Exercise instructions -
In the data below, find each line that contains the word "field" and copy it.

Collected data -
■ ■ ■

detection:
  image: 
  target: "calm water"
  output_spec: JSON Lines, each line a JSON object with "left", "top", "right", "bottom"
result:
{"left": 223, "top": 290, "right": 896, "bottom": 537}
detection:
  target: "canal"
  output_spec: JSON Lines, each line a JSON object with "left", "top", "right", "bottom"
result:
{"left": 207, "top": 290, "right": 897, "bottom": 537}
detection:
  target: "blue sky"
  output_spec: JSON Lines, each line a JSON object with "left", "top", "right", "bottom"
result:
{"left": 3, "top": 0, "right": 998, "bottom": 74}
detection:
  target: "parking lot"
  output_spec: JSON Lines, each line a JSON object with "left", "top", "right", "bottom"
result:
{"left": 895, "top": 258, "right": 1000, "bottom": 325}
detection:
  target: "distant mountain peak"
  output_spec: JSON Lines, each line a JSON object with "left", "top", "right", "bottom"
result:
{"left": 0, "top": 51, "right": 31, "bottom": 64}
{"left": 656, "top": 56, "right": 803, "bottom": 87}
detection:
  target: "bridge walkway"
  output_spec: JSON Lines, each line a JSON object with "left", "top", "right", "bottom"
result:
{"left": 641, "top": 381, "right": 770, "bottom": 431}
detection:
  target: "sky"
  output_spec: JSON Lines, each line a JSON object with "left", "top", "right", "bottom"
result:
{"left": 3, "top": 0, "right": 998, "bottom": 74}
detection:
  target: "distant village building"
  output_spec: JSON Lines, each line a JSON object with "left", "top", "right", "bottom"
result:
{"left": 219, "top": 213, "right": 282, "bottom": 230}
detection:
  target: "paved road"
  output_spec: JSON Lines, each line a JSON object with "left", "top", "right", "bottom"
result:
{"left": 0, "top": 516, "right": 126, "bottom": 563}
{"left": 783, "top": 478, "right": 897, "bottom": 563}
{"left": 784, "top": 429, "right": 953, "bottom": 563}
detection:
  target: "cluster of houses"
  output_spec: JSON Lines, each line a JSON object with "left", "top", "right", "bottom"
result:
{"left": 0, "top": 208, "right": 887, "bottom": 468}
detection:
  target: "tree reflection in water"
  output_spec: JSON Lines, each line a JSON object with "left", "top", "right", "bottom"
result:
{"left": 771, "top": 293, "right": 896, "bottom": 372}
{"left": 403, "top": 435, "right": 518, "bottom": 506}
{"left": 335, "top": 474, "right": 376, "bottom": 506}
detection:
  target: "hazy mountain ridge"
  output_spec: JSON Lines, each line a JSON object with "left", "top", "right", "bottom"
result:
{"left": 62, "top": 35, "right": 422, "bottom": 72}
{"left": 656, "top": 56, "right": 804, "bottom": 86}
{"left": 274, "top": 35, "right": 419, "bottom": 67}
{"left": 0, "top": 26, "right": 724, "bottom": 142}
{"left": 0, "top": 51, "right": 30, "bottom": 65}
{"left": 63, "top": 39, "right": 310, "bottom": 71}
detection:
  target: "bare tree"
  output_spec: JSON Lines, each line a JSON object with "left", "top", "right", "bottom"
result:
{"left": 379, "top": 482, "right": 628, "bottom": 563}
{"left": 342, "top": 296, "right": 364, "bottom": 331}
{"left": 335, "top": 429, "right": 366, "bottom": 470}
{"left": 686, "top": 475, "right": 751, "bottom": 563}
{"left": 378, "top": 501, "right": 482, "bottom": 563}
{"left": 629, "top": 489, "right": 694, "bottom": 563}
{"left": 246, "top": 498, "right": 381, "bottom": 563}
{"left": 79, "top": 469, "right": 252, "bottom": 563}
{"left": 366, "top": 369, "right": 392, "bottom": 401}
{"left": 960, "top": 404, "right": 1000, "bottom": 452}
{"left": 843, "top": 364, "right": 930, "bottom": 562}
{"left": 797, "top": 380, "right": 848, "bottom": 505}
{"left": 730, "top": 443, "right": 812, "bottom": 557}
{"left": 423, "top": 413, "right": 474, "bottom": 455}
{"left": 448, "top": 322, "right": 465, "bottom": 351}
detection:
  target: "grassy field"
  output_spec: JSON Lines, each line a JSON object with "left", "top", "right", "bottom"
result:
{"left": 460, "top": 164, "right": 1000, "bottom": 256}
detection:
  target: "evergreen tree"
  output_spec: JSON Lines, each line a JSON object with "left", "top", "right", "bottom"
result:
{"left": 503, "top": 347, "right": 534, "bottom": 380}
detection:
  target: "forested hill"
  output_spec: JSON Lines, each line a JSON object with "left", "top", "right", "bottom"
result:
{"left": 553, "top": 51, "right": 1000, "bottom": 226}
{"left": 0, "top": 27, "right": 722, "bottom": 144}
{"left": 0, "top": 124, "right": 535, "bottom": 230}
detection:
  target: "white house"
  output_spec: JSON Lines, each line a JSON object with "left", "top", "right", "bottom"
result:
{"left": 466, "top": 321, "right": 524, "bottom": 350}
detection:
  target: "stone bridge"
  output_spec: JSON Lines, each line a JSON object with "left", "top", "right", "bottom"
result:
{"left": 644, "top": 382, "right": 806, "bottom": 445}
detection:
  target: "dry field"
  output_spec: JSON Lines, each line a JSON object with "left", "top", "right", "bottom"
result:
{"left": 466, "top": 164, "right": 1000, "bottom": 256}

■ ■ ■

Exercise output -
  target: "grassy field"
  target: "dry field"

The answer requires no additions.